Excerpted passage:
-- BEGIN --

The Origins Of The City – Florence, Italy

Only two considerable rivers flow from the Apennines westward into the Mediterranean. The Tiber makes Rome; the Arno makes Florence. In prehistoric and early historic times, the mountainous region which forms the basin of these two rivers was occupied by a gifted military race, the Etruscans, who possest a singular assimilative power for Oriental and Hellenic culture. Intellectually and artistically, they were the pick of Italy. Their blood still runs in the veins of the people of Tuscany. Almost every great thing done in the Peninsula, in ancient or modern times, has been done by Etruscan hands or brains. The poets and painters, in particular, with few exceptions, have been, in the wide ethnical sense, Tuscans.

The towns of ancient Etruria were hill-top strongholds. Florence was not one of these; even its neighbor, Fiesole (Faesulue), did not rank among the twelve great cities of the Etruscan league. But with the Roman conquest and the Roman peace, the towns began to descend from their mountain peaks into the river valleys; roads grew important, through internal trade; and bridges over rivers assumed a fresh commercial value. Florence (Florentia), probably founded under Sulla as a Roman muni-cipium, upon a Roman road, guarded the bridge across the Arno, and gradually absorbed the population of Fiesole. Under the later empire, it was the official residence of the “Corrector” of Tuscany and Umbria. During the Middle Ages, it became, for all practical purposes, the intellectual and artistic capital of Tuscany, inheriting in full the remarkable mental and esthetic excellences of the Etruscan race.

-- END --

Records:
-- BEGIN --

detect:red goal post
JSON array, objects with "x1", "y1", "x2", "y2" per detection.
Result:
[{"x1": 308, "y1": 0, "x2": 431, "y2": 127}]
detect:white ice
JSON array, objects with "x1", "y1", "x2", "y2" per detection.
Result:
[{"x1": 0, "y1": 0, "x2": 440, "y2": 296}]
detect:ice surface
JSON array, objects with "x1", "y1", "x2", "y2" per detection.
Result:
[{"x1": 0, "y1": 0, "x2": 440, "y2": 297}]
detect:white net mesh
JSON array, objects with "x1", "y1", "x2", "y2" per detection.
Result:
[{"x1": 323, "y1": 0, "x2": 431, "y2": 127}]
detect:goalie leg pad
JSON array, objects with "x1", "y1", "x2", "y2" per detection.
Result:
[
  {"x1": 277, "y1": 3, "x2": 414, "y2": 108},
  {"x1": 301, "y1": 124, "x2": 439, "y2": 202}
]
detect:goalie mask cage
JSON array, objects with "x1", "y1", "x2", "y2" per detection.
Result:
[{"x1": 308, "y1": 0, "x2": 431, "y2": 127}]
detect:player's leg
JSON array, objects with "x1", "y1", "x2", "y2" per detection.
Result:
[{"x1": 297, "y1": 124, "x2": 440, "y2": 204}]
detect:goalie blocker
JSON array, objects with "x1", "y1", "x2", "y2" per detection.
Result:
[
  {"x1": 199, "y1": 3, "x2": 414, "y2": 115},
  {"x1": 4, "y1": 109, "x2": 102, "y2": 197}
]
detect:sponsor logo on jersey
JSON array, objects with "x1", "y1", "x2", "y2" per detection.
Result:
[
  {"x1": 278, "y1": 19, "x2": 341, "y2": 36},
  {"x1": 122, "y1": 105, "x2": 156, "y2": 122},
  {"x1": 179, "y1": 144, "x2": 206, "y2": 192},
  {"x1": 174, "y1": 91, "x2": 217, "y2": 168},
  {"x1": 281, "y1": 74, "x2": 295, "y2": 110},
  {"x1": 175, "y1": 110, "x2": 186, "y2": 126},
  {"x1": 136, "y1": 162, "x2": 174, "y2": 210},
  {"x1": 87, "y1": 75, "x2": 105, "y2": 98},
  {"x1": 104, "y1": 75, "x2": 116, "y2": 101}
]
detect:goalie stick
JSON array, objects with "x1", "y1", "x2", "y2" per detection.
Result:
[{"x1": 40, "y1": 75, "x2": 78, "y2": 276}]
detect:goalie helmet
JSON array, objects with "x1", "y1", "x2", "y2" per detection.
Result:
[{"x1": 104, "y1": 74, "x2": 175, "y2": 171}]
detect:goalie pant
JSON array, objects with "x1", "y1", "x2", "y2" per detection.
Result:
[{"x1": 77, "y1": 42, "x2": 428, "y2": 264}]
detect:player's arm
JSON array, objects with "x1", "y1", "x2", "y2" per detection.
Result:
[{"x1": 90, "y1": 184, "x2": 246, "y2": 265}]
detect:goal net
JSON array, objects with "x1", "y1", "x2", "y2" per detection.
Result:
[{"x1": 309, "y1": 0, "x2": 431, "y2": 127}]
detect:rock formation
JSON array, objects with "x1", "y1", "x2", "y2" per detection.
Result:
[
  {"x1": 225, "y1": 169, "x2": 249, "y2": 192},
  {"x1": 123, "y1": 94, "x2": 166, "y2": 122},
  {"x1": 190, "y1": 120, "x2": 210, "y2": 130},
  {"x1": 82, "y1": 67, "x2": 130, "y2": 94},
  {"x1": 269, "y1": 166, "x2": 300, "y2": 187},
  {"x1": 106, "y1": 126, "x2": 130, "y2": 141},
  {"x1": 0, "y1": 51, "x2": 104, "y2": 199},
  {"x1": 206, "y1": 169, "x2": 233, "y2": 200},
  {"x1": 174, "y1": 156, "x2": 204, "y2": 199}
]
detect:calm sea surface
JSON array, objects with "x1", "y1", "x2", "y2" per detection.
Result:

-- END --

What you will do:
(A) Answer these about the passage on Florence's origins, marking each answer (i), (ii), (iii):
(i) Which river makes Rome?
(ii) Whose population did Florence gradually absorb?
(iii) Under the later empire, whose official residence was Florence?
(B) From the passage on Florence's origins, extract the text that begins at the words "The Origins Of" and ends after the words "ethnical sense, Tuscans.".

Complete answers:
(A)
(i) The Tiber.
(ii) The population of Fiesole.
(iii) The "Corrector" of Tuscany and Umbria.

(B)
The Origins Of The City – Florence, Italy

Only two considerable rivers flow from the Apennines westward into the Mediterranean. The Tiber makes Rome; the Arno makes Florence. In prehistoric and early historic times, the mountainous region which forms the basin of these two rivers was occupied by a gifted military race, the Etruscans, who possest a singular assimilative power for Oriental and Hellenic culture. Intellectually and artistically, they were the pick of Italy. Their blood still runs in the veins of the people of Tuscany. Almost every great thing done in the Peninsula, in ancient or modern times, has been done by Etruscan hands or brains. The poets and painters, in particular, with few exceptions, have been, in the wide ethnical sense, Tuscans.